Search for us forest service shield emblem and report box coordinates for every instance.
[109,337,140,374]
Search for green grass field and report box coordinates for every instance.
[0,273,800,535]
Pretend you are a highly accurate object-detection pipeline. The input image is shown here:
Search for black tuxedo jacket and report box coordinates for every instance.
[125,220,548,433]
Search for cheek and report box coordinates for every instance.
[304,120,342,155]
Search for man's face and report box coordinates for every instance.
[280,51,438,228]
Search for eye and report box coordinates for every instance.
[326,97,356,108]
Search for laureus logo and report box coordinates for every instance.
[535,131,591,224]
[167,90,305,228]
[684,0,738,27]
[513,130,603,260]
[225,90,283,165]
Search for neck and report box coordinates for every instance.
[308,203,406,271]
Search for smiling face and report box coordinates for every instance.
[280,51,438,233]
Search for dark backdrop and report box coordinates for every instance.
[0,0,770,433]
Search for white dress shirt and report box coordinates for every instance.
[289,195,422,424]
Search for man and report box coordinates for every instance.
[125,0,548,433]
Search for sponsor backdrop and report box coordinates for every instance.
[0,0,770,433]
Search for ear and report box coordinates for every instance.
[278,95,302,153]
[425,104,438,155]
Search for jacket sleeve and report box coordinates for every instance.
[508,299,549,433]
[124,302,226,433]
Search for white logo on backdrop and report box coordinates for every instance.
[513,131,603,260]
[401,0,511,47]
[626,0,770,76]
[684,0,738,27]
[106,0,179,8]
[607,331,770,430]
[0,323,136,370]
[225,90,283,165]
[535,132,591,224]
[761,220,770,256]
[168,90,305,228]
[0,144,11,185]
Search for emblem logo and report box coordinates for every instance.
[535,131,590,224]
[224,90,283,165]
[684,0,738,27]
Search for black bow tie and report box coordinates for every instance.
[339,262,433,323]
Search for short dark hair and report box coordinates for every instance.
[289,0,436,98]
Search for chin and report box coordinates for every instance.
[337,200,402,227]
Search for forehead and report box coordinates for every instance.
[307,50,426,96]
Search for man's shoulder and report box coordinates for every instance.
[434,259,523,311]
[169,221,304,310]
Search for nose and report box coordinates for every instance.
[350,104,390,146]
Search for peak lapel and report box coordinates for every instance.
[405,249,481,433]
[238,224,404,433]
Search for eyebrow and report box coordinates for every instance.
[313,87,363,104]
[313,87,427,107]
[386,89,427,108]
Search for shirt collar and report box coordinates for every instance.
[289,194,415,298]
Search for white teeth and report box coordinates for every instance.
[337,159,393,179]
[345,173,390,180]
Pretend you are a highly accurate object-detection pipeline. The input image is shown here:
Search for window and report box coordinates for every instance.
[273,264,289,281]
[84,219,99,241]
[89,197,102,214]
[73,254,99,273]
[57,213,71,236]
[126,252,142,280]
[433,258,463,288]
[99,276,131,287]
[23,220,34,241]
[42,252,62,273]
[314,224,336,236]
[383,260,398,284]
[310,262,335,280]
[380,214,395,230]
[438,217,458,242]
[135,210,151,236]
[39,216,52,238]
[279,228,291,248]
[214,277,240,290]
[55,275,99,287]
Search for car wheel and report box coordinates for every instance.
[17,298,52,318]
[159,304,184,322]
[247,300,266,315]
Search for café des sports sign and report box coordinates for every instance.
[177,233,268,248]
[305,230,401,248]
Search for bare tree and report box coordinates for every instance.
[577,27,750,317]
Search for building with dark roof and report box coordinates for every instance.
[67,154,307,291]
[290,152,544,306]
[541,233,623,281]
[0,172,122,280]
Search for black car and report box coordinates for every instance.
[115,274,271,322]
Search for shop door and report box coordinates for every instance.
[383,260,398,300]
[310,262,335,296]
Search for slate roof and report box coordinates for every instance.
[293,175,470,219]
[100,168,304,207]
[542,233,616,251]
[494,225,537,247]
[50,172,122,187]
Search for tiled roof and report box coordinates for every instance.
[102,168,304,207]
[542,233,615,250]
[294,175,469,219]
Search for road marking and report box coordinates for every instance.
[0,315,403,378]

* * * *

## [TASK GOAL]
In the records above, rewrite the stretch from the line containing "Search for white teeth" through the line containing "[345,173,390,180]", replacing "white teeth" with "front teeth" and leaving everything else unchanged.

## [THE ANSWER]
Search for front teeth and report box coordinates for every instance.
[337,159,393,179]
[345,173,390,180]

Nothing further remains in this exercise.